* [Named object pointing entries]:
------
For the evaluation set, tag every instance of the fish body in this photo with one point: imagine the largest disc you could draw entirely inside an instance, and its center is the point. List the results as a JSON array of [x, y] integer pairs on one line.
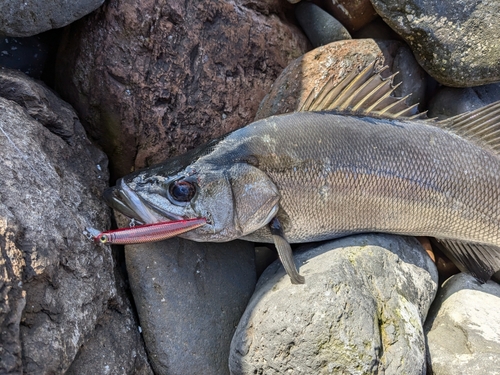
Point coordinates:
[[322, 175]]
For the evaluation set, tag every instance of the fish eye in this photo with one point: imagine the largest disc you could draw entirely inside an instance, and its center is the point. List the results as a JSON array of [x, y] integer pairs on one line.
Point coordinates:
[[181, 191]]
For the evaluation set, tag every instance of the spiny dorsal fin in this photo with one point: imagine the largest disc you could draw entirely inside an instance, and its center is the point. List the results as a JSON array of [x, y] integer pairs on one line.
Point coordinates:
[[481, 126], [365, 92]]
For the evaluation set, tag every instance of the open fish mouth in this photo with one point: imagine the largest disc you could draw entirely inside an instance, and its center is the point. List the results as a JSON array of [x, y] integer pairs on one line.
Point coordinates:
[[122, 198]]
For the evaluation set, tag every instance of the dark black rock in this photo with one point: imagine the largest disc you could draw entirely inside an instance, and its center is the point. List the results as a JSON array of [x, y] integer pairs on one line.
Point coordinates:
[[190, 297], [320, 27]]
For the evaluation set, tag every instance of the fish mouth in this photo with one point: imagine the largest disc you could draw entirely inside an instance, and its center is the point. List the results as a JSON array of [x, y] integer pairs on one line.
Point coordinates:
[[123, 199]]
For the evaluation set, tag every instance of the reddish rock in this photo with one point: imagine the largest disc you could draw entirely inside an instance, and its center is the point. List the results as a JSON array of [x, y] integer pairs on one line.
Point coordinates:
[[353, 14], [151, 82], [335, 61]]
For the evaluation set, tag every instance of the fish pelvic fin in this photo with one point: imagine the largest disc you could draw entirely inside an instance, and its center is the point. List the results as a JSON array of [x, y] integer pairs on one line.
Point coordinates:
[[481, 261], [481, 126], [285, 252], [361, 93]]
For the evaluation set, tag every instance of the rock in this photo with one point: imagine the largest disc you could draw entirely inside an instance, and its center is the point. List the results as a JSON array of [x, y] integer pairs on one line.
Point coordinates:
[[377, 29], [30, 55], [359, 312], [337, 60], [190, 297], [320, 27], [353, 14], [56, 285], [33, 17], [109, 349], [450, 101], [463, 328], [456, 42], [151, 82]]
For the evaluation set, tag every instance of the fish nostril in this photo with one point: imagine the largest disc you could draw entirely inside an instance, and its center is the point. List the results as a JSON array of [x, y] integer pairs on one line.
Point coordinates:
[[182, 191]]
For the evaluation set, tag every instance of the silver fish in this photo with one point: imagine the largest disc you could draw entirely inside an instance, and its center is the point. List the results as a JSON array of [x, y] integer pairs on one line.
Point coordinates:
[[309, 176]]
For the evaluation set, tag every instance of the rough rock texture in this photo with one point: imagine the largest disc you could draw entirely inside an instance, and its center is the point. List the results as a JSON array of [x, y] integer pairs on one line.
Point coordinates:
[[150, 81], [31, 17], [450, 101], [337, 60], [463, 328], [55, 285], [359, 312], [354, 14], [456, 42], [190, 297], [320, 27]]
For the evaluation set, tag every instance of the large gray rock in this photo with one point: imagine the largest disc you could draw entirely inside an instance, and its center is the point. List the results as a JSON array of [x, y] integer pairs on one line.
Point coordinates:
[[360, 311], [463, 328], [451, 101], [30, 17], [190, 297], [56, 287], [456, 42], [335, 61]]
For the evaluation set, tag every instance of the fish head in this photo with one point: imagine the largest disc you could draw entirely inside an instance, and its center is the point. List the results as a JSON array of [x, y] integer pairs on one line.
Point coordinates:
[[236, 199]]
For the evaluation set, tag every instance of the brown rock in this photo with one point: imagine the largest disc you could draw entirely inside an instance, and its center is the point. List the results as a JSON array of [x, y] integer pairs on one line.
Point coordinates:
[[353, 14], [336, 60], [153, 81]]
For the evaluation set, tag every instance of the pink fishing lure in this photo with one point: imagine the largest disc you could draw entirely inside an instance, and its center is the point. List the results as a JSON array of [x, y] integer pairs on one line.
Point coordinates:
[[146, 233]]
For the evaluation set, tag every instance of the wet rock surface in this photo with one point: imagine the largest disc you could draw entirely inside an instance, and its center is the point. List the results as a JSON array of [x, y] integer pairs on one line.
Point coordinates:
[[190, 297], [456, 42], [360, 311], [320, 27], [56, 286], [151, 82], [334, 62], [463, 328], [32, 17], [354, 14]]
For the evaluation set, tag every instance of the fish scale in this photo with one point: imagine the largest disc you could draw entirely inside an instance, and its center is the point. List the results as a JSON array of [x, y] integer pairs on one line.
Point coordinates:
[[311, 176], [421, 192]]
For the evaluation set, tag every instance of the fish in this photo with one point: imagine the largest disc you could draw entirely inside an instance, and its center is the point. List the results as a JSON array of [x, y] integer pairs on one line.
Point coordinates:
[[353, 159]]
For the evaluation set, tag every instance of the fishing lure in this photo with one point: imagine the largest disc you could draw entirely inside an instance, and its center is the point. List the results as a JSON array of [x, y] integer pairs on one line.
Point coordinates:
[[145, 233]]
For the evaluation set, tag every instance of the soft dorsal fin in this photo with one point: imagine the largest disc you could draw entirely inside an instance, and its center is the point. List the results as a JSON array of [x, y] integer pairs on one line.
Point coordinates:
[[481, 126], [365, 92], [481, 261]]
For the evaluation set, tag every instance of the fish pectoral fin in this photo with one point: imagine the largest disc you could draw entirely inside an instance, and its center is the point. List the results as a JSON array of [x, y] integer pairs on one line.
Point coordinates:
[[285, 252], [481, 261]]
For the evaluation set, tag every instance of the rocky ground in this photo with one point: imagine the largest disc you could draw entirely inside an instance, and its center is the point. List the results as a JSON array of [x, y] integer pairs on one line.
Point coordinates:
[[145, 80]]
------
* [GIVEN INSTRUCTION]:
Output the records above exactly; leave out the pictures.

* [PROBLEM SOLUTION]:
For the evaluation set, tag every instance of the fish body in this photo with one point: imagine the largest disc you could draw entirely inside an instance, and its center is the point. List the results as a JSON array of [x, y] integer pairs on one line.
Point coordinates:
[[322, 175]]
For the evaluation set, tag every instance of the fish eye in this photo with one point: imagine the largest disc you could draw entirely inside an instance, and its center is the point. List the results as a JSON array of [x, y] integer pairs on one line.
Point coordinates:
[[181, 191]]
For the evaluation set, tag every instance of the spiny dorsal fin in this photo with one point: imagine the largest disc you could draw entirely inside an instance, and its center is the point. List the results as a JSON array of [x, y] integer pairs on one line.
Point coordinates:
[[481, 126], [365, 92]]
For the evaluation set, tag every instance of the open fish mouth in this photo with one point: imagine the largest disc you could draw entirely inside an instance, and its center is the point. List the results as a JSON array of [x, y] integer pairs on one line.
Point coordinates:
[[122, 198]]
For the evaluation set, tag every instance of the dark black rock in this photo with one point: imagine the largest disc you could draw entirely inside an instance, and its center is the point. List the results as a JSON array of [x, y] integer pairs on one line.
Point coordinates:
[[190, 297], [320, 27]]
For the evaluation set, tag every instance of the fish mouth in this photo with one point: imagine the largest disc you could draw entirely inside an instance, and its center is the point. List the results as a JSON array of [x, y] integer pairs on one line.
Point coordinates:
[[123, 199]]
For the evaluation set, tag every instance of the reddish rock in this photo with one point: imagine the largest disc you could draw entirely inside an instance, and its center is the point. List the results as a JSON array of [x, y] integer pairs on one line.
Point coordinates:
[[353, 14], [151, 82], [335, 61]]
For the evaluation set, tag every instance of the fish pelvic fin in this photo with one point: imagine the largest disc you could draw entirely inside an instance, and its center is the point. List the results as a JSON array of [x, y] integer pairs on one line.
Point coordinates:
[[481, 261], [481, 126], [285, 252], [361, 93]]
For the evaluation set, tag every instance of the rock in this photo with one point: imagine the largest disc you could draw entirely inside an instance, and its center is the point. List the results as a JSON array of [x, y] integer pairs on one line.
Point coordinates:
[[377, 29], [30, 55], [359, 312], [337, 60], [190, 297], [320, 27], [353, 14], [56, 285], [33, 17], [109, 349], [450, 101], [463, 328], [456, 42], [151, 82]]
For the evaluation set, tag every instance of the fish nostril in this photo with one point: imagine the largest disc you could draw entirely inside an instance, and its center is the point. List the results as a JSON array of [x, y] integer pairs on one line.
Point coordinates:
[[182, 191]]
For the evaluation set, tag every instance of the silver fish in this photo with one point: imagine the largest disc you could draw entirely inside an instance, and its center is the point. List the results as a JSON array of [x, y] integer pairs on one line.
Point coordinates:
[[309, 176]]
For the evaluation set, tag every instance of the rough rock texture in this photo with one point: imagine the largest disc you could draw entirely inside an instance, and its center is the point. List the results as a JSON array of [x, y] integer pairs on one line.
Point coordinates:
[[150, 81], [31, 17], [450, 101], [337, 60], [463, 328], [55, 285], [359, 312], [354, 14], [456, 42], [190, 297], [320, 27]]
For the evaluation set, tag every instance of the large gray rock in this photo with one point: imagine the largest disc you could draw entirely inside an instance, and its center is the point. List the results as a JSON array of [x, y] integer pairs on one line.
Point coordinates:
[[360, 311], [463, 328], [451, 101], [30, 17], [190, 297], [56, 287], [456, 42], [335, 61]]
For the evaluation set, tag every instance of the fish head in this photo with one point: imagine the largest disc you could draw entirely inside an instance, and its center is the point. List the results as a JSON array of [x, y] integer pairs on one line.
Point coordinates:
[[236, 199]]
For the evaluation set, tag every instance of the brown rock in this photo with one point: imagine the largest disc you could draw entirely inside an instance, and its center is the point. List the results as a JSON array of [x, y] integer pairs on one line.
Point coordinates:
[[353, 14], [336, 60], [153, 81]]
For the evaluation set, tag every instance of the pink fishing lure in this photo with one point: imagine the largest disc you could draw entirely inside an instance, and its center is the point. List the results as a JSON array of [x, y] integer pairs on one line.
Point coordinates:
[[146, 233]]
For the evaluation set, tag every instance of the wet rock surface in this photo with one point: imagine the largest disc you could draw entirely inside an instance, and its center is the point. List the results as a JSON array of [x, y] integer pairs on one line.
Point coordinates:
[[190, 297], [456, 42], [360, 311], [320, 27], [56, 286], [151, 82], [334, 62], [463, 328], [32, 17], [354, 14]]
For the evaluation set, tag every instance of the fish scale in this photo with one point: imagine the largest disc you could draw entirely inside an instance, and its center is the point. List the results as a JSON array of [x, y] integer pairs on one line.
Point coordinates:
[[311, 176], [421, 192]]
For the evaluation set, tag every instance of the fish in this photo with one point: imagine the largest disc you could draw entirely inside an instance, and its center is the point. List the results as a JSON array of [x, y] integer pairs on one line.
Point coordinates:
[[353, 159]]
For the evaluation set, tag every instance of the fishing lure in this photo with one point: imagine the largest disc you could draw entirely inside an instance, and its center is the point. List the results as a JSON array of [x, y] integer pairs on one line.
Point coordinates:
[[145, 233]]
For the evaluation set, tag every instance of the soft dorsal fin in this photo with one point: imagine the largest disc you could draw entirely inside an instance, and its center is the point. List the results as a JSON array of [x, y] integer pairs on one line.
Point coordinates:
[[481, 126], [365, 92], [481, 261]]
For the evaluation set, tag every instance of the fish pectoral fin in this photo with one point: imagine the largest disc you could draw entirely inside an instance, and its center is the point. List the results as a JSON array of [x, y] integer pairs on one line.
Point coordinates:
[[285, 252], [481, 261]]
For the evaluation set, tag every instance of the rocky ground in this photo with one point: imagine the largest disc you could draw entirely inside an instance, and its center is the point. List the results as a JSON array of [x, y] integer pairs on one line.
Point coordinates:
[[145, 80]]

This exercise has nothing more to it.